> **INSTRUCTION A**: Can you retype, word for word, the part of the homily that begins with the words containing "They say that" and ends with "from vv. 22-51a."?

> **TEXT SHOWN**:
• • • •
Sunday, September 2, 2012

Homily for 21st Sunday in Ordinary Time

Homily for the
21st Sunday
of Ordinary Time
The last couple of weeks have been crazy-busy with photos to process, press releases to write, an issue of the Salesian Bulletin to get to press. So, a week overdue, here's last week's homily.

John 6: 60-69
Aug. 26, 2012
Christian Brothers, Iona College, N.R.
St. Timothy, Greenwich, Conn.

“This saying is hard; who can accept it?” (John 6: 60).

Which saying would that be?  Those who study the Sacred Scriptures are inclined to think that this phrase, this objection from Jesus’ disciples—note that it’s his disciples, those who’ve been following him and listening to his sermons for some time—refers to the 1st part of his discourse on the Bread of Life:  that Jesus’ word, his teaching, is the new manner in which God feeds his people, better and more effective for eternal life than the manna with which Moses fed the Hebrews in the Sinai desert.

They say that because the passage we read last week, vv. 51-58, seems to interrupt the flow between the rest of the discourse and this reaction; i.e., today’s passage follows naturally from vv. 22-51a.

At the same time, the Gospel of John as we have it now does include vv. 51b-58, which apparently is John’s version of the institution of the Holy Eucharist. John doesn’t include the Eucharist in his account of the Last Supper.  And our passage today about some, or even many, of the disciples reacting negatively to Jesus’ teaching can well be taken as a response also to Jesus’ demanding that we eat his flesh and drink his blood if we hope to reach eternal life.

As is very often the case when we read John’s Gospel, it’s not a question of choosing between one interpretation and another; John likes to leave us with both-and.  Both believing that Jesus’ teaching and nourishment surpass those of Moses—that Christianity has surpassed or perfected Judaism, which was THE issue for John’s readers at the end of the 1st century; and believing that the Eucharist is the very Body and Blood of Jesus Christ, are fundamental teaching for John and for the Church.  And both call for our response, our reaction:  “Does this shock you?  Some of you do not believe.  Do you also want to leave?” (6:61,64,67).

Jesus remarks to those who’ve been scandalized by his teaching, “It’s the spirit that gives life, while the flesh is of no avail” (6:63).  Recognizing that Jesus’ teaching is Spirit-filled, Peter responds on behalf of the 12:  “Master, to whom shall we go?  You have the words of eternal life.  We have come to believe and are convinced that you are the Holy One of God” (6:68-69).

This seems to be St. John’s version of Peter’s confession of faith, a parallel to the famous scene in Matthew’s Gospel when Peter proclaims:  “You are the Christ, the Son of the living God” (16:16), which draws Jesus’ response that he’ll build his Church upon Peter, the Rock, and give him the keys to the kingdom of heaven (16:18).  In John that commission to Peter comes after the resurrection, after Peter has recommitted himself to Jesus, and Jesus tells him, “Feed my lambs; tend my sheep” (21:15-17).
• • • •
> **SUPPLIED ENTRIES**:
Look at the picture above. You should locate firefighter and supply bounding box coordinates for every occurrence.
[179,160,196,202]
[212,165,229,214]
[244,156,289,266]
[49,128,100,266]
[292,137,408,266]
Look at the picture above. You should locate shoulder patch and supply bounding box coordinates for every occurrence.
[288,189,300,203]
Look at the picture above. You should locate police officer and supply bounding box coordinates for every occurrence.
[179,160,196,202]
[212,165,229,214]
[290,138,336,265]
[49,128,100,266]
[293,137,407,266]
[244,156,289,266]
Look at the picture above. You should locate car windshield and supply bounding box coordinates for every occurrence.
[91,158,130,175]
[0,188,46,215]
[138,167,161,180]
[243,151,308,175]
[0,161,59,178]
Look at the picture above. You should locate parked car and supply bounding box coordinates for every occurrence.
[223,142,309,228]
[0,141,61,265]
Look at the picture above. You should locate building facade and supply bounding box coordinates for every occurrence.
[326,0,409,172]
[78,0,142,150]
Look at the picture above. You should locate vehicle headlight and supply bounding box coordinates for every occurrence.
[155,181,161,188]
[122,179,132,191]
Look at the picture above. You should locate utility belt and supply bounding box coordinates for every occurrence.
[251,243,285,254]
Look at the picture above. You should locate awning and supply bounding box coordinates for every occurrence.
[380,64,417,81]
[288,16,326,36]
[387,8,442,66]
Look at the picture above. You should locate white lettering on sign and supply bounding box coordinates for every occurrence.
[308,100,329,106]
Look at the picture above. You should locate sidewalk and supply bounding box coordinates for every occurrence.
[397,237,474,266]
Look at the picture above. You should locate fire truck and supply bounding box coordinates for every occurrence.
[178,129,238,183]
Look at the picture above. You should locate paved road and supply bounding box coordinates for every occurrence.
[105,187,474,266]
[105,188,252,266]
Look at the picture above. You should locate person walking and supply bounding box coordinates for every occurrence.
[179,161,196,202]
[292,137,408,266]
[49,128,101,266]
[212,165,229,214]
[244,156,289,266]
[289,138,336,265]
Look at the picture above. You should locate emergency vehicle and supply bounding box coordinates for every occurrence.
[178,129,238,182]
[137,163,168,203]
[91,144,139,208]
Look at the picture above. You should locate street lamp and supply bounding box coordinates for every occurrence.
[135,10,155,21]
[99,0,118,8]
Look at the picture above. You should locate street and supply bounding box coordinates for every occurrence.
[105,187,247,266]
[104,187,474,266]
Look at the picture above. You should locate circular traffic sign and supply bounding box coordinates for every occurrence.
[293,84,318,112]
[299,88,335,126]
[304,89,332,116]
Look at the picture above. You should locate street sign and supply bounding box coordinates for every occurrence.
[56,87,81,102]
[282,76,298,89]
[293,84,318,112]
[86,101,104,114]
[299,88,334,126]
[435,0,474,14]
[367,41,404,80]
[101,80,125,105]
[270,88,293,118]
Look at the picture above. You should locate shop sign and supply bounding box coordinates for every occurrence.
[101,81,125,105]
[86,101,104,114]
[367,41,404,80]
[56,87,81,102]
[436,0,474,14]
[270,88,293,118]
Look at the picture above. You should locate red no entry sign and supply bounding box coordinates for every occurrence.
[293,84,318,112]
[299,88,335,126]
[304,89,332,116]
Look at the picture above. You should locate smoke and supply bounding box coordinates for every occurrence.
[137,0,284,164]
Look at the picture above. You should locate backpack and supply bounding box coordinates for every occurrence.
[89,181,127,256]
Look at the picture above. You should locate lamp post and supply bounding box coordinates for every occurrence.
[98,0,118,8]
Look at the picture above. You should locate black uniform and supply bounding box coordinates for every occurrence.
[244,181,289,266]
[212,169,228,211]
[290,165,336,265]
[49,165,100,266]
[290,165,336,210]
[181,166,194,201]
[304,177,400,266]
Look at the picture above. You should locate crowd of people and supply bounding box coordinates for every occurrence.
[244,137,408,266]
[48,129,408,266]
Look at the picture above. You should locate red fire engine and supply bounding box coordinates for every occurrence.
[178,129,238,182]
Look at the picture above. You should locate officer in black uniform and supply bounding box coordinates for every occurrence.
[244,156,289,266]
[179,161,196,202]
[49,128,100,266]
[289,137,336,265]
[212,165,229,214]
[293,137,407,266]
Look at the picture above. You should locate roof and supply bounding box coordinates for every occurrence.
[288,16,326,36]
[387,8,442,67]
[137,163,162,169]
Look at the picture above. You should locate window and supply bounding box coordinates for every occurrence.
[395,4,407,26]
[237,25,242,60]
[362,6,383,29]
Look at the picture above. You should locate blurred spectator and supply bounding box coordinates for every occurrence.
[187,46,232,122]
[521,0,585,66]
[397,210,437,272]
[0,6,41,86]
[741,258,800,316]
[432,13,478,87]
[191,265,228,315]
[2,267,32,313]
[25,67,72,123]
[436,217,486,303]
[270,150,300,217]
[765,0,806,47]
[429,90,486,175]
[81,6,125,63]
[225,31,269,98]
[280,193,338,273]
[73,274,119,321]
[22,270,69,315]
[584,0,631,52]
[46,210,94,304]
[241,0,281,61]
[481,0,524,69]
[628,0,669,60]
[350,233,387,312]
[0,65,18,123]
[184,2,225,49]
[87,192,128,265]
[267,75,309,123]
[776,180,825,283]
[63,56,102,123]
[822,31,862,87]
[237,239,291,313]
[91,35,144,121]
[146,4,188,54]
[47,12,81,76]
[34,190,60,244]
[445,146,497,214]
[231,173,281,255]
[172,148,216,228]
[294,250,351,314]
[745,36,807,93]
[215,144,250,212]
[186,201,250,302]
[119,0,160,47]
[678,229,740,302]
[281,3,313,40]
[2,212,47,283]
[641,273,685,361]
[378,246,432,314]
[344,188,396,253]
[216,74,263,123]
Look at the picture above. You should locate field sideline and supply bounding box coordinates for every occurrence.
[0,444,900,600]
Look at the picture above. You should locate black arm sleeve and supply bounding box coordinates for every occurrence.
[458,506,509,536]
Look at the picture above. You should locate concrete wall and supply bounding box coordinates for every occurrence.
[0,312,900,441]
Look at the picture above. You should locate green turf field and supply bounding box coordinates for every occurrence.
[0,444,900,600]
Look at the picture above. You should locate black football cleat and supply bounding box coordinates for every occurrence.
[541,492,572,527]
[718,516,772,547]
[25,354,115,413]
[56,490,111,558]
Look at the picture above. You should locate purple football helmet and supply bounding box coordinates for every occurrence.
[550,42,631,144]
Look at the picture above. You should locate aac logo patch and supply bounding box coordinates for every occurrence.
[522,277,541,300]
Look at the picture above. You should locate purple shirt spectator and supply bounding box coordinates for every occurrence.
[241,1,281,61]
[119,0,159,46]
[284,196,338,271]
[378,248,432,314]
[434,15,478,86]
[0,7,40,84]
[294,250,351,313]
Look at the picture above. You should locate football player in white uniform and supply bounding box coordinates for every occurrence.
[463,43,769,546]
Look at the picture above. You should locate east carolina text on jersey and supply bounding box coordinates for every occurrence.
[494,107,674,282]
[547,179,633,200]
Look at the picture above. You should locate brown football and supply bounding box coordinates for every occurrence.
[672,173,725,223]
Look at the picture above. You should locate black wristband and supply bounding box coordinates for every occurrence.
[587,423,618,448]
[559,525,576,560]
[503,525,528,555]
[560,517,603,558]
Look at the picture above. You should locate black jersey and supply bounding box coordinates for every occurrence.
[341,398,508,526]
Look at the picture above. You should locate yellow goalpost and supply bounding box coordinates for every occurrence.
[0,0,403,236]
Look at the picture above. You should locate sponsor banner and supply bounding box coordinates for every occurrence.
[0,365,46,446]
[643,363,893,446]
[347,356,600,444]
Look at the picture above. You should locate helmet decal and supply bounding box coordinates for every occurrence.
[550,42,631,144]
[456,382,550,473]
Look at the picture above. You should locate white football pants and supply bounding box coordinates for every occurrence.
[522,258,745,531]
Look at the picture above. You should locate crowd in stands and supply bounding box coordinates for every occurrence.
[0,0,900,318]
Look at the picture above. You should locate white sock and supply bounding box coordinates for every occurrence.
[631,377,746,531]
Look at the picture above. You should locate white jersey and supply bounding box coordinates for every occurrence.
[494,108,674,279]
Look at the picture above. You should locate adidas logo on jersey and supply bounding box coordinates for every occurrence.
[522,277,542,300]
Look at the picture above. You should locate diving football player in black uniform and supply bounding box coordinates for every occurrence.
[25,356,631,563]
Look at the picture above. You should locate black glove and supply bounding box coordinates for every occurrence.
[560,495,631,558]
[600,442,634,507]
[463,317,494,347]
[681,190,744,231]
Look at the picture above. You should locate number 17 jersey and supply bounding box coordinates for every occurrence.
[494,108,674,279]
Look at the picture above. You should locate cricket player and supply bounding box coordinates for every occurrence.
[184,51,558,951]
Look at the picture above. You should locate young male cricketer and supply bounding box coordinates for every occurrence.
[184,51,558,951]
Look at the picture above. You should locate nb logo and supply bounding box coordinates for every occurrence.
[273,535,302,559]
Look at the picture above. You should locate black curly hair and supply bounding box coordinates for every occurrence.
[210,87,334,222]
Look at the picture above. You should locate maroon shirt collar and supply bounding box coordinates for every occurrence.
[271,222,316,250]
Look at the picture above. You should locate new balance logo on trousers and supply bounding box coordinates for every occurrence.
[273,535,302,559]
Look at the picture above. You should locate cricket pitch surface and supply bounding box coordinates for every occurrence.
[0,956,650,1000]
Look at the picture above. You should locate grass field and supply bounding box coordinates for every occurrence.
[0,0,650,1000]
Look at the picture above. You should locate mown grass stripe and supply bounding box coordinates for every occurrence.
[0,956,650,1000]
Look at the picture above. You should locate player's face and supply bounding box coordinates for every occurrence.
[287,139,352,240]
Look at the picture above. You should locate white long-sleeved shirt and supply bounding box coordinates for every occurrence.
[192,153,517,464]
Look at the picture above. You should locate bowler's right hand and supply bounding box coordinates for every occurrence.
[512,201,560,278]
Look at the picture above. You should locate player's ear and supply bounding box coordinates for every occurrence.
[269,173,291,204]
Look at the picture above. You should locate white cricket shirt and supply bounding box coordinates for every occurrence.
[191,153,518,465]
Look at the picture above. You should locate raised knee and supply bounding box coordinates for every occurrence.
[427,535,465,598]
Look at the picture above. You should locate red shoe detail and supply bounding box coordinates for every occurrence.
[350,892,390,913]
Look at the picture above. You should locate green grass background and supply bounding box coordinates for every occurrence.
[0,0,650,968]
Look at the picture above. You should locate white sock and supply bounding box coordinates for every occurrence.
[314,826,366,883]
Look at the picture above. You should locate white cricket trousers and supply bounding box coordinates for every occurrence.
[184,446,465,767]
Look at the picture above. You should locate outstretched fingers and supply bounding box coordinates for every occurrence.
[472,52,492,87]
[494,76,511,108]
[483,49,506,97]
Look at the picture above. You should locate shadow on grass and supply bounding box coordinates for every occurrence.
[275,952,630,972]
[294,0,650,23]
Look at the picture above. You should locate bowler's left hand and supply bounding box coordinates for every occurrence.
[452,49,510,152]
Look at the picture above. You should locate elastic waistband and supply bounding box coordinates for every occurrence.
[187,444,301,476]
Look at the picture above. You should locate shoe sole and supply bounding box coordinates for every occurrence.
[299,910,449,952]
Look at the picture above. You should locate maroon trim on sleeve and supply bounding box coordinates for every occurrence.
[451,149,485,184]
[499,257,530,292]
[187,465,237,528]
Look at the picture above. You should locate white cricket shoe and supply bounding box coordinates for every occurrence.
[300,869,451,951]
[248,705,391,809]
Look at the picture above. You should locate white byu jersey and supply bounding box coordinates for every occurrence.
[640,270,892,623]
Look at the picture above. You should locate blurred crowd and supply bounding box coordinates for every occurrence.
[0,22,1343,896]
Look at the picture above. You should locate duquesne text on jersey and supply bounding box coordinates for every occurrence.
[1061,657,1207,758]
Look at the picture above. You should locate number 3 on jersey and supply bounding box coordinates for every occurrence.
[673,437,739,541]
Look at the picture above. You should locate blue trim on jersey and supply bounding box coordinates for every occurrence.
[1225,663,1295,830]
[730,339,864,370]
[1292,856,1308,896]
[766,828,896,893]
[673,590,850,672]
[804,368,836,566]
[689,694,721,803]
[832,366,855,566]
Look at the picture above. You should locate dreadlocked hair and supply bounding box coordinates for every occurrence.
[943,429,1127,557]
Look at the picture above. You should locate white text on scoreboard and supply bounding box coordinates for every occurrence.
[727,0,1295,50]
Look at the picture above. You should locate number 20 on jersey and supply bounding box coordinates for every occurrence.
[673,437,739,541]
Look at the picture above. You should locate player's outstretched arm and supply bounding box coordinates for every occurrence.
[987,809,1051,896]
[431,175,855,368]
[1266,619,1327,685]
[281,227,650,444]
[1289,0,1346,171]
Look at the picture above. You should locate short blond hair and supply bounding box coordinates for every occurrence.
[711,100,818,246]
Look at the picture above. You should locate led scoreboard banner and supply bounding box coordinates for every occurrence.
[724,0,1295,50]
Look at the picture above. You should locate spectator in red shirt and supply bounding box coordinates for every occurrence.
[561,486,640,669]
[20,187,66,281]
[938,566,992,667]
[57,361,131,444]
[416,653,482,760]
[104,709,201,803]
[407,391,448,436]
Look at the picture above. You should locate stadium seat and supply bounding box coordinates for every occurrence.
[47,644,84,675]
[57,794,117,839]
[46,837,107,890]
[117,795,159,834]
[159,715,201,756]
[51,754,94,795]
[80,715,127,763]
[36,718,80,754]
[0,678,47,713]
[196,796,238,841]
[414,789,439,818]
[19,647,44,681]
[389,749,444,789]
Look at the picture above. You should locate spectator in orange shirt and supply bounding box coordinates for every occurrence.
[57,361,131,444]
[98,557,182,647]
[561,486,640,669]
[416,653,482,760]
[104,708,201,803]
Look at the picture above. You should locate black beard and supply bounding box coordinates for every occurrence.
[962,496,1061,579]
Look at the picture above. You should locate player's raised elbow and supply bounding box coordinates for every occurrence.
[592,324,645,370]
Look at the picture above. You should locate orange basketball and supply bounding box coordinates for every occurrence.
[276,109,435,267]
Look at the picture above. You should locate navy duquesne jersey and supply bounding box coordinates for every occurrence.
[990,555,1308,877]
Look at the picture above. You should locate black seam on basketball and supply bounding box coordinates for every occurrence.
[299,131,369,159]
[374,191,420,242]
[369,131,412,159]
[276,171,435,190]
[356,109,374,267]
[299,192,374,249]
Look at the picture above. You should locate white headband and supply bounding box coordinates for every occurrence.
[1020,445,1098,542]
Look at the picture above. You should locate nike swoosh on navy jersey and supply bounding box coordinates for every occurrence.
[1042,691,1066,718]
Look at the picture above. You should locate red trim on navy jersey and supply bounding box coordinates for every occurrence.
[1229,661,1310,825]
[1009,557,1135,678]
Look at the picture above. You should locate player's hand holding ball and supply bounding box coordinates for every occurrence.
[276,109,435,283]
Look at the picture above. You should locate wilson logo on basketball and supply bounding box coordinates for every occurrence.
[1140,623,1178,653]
• • • •
> **INSTRUCTION B**: Could you give back the part of the listing that opens with the line containing "Look at the picture above. You should locate car" and closes with the line containing "[105,188,252,266]", substituting "instance" for "occurrence" and changing nothing else? Return only those lines.

> **SOLUTION A**:
They say that because the passage we read last week, vv. 51-58, seems to interrupt the flow between the rest of the discourse and this reaction; i.e., today’s passage follows naturally from vv. 22-51a.

> **SOLUTION B**:
Look at the picture above. You should locate car windshield and supply bounding box coordinates for every instance.
[91,158,130,175]
[0,188,46,215]
[138,167,161,180]
[243,151,308,175]
[0,161,59,178]
Look at the picture above. You should locate parked car and supply bounding box coordinates for every instance.
[223,142,309,228]
[0,141,61,265]
Look at the picture above. You should locate building facade and supply bounding box coordinates for every instance.
[326,0,409,172]
[78,0,142,150]
Look at the picture above. You should locate vehicle headlight and supply bounding box coordinates for every instance.
[155,181,161,188]
[122,179,132,191]
Look at the picture above. You should locate utility belt and supply bounding box coordinates for every instance.
[251,243,285,254]
Look at the picture above. You should locate awning and supply bounding box coordinates for every instance.
[380,64,417,81]
[288,16,326,36]
[387,8,442,66]
Look at the picture above. You should locate white lettering on sign and supply bounding box coordinates for every instance.
[308,100,329,106]
Look at the picture above. You should locate sidewalk and supply bounding box coordinates for every instance.
[397,237,474,266]
Look at the picture above. You should locate fire truck and supply bounding box coordinates for every instance.
[178,129,238,183]
Look at the picture above. You should locate paved road and supply bounding box coordinates for every instance.
[105,187,474,266]
[105,188,252,266]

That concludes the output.